• [What is asked]: In the opinion piece on the standardized testing industry, what did Pearson do after it found it no longer had enough scorers to finish the project on time?

1. Opinion

For-profit standardized testing industry can't be trusted

Published May 19, 2012

The scores for the writing portion of this year's FCAT plummeted so precipitously that the abilities of Florida's student writers aren't even being called into question. The validity of the scoring statistics are. While I don't want to say "I told you so" regarding the dubiousness of those statistics, I did tell you so, as my 2009 book highlighted in detail all the ways the numbers produced by the for-profit standardized testing industry cannot be trusted.

Take the stats produced at Pearson scoring centers around the country, where I worked for the better part of 15 years. On the first project I worked scoring student essays, I had to pass a qualifying exam to stay on the job. When I failed that qualifying exam (twice), I was unceremoniously fired. So were half the original hundred scorers who had also failed the tests. Of course, when Pearson realized the next morning they no longer had enough scorers to complete the project on time, they simply lowered the "passing" grade on the qualifying test and put us flunkies right back on the job.

Yes, those of us considered unable to score student essays 12 hours before were welcomed back into the scoring center with open arms, deemed qualified after all.

Such duplicity was not an aberration in my experience either. For a decade and a half I saw every sort of corporate chicanery and statistical tomfoolery. The test-scoring industry seemed focused on getting deadlines met, projects completed and scores put on tests, but only then did any thought seem to be given to meaningful scores being put on them.

I regularly saw unqualified people (myself included, apparently) keep their jobs scoring student responses even when they were altogether no good at the job, either when the acceptable qualifying grades were dropped so low that anyone could meet them, or when the correct answers to the qualifying exams were handed out even before the tests were taken.

• [Data excerpt]:
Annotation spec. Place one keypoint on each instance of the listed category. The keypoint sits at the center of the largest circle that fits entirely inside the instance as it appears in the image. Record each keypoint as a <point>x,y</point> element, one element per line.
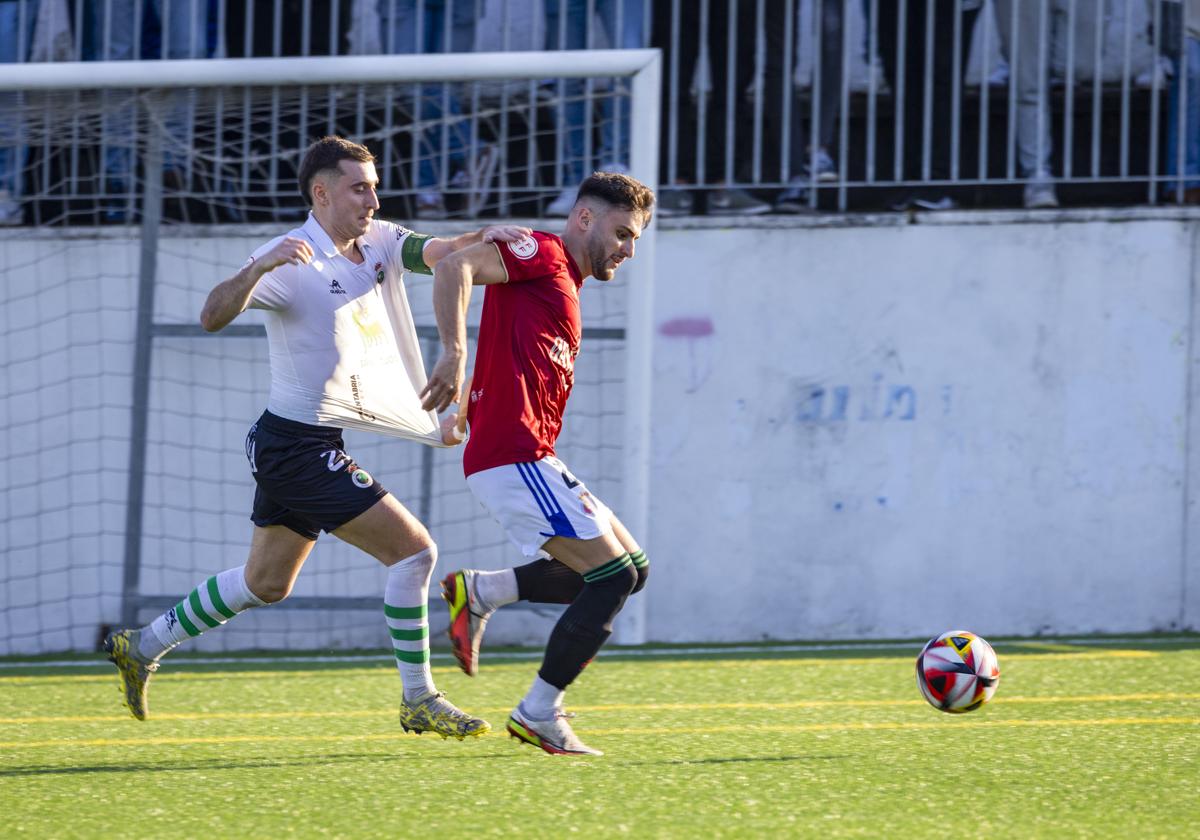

• [The response]: It lowered the passing grade on the qualifying test and put the scorers who had failed back on the job.